ВЫБРАННЫЙ ОТРЫВОК
'''
Разумное лицемерие есть политическая добродетель. Без лжи и лицемерия человек не вылез бы из пещеры и не слез с дерева. К чему это притворство, если уж по правде?
А что такое правда в политике? Подчас она оборачивается опасной бестактностью, иногда становится причиной великих бед, а чаще всего правдолюб через некоторое время пересматривает свои взгляды. Вот такой ненадёжный компас эта правда, только что вывеска у неё эффектная. А продуманное лицемерие отличает человеческое общество от стада и стаи. Правда, бездельники всё это называют цинизмом. Державин оказался в ложном положении.
'''
ИСХОДНЫЕ ДАННЫЕ
'''
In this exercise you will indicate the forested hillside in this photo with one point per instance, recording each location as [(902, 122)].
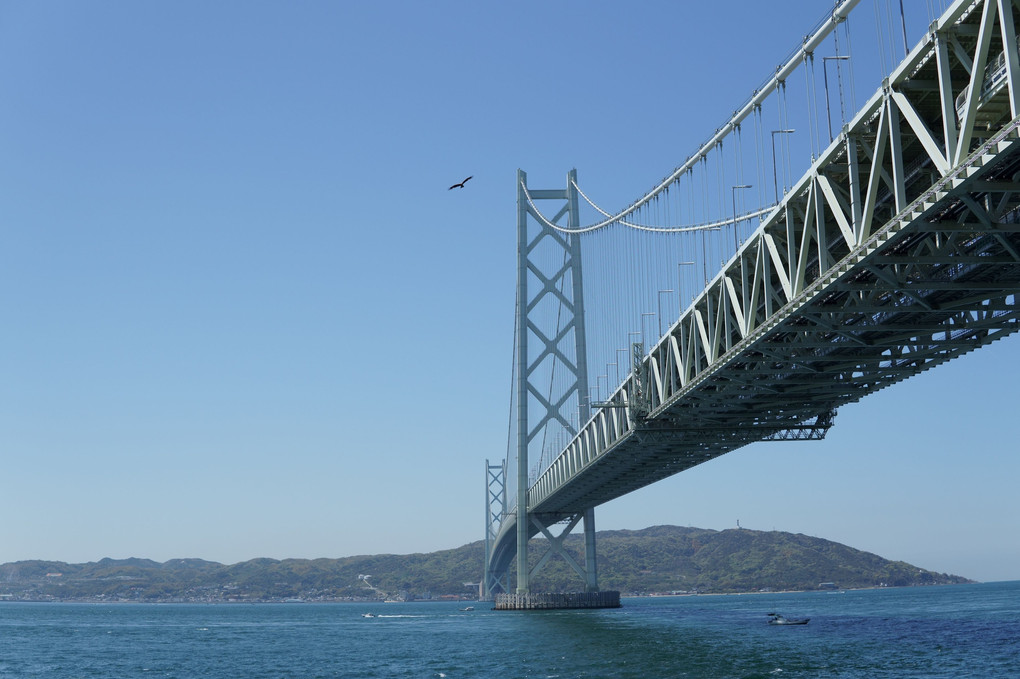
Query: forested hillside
[(660, 559)]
'''
ЗАДАНИЯ К РАБОТЕ
a) Перепишите дословно фрагмент отрывка о лицемерии в политике между словами «Разумное лицемерие есть» и «в ложном положении.», включая оба.
b) Изложите отрывок о лицемерии в политике в двух предложениях.
c) Перечислите все характеристики, которые отрывок о лицемерии в политике даёт правде.

ОТВЕТЫ К УПРАЖНЕНИЯМ
a)
Разумное лицемерие есть политическая добродетель. Без лжи и лицемерия человек не вылез бы из пещеры и не слез с дерева. К чему это притворство, если уж по правде?
А что такое правда в политике? Подчас она оборачивается опасной бестактностью, иногда становится причиной великих бед, а чаще всего правдолюб через некоторое время пересматривает свои взгляды. Вот такой ненадёжный компас эта правда, только что вывеска у неё эффектная. А продуманное лицемерие отличает человеческое общество от стада и стаи. Правда, бездельники всё это называют цинизмом. Державин оказался в ложном положении.

b) Разумное лицемерие названо политической добродетелью: без лжи и лицемерия человек не вылез бы из пещеры, а продуманное лицемерие отличает человеческое общество от стада и стаи. Правда же в политике представлена ненадёжным компасом с эффектной вывеской: подчас она оборачивается опасной бестактностью или причиной великих бед, а правдолюб со временем пересматривает свои взгляды.

c)
- опасная бестактность
- причина великих бед
- ненадёжный компас
- эффектная вывеска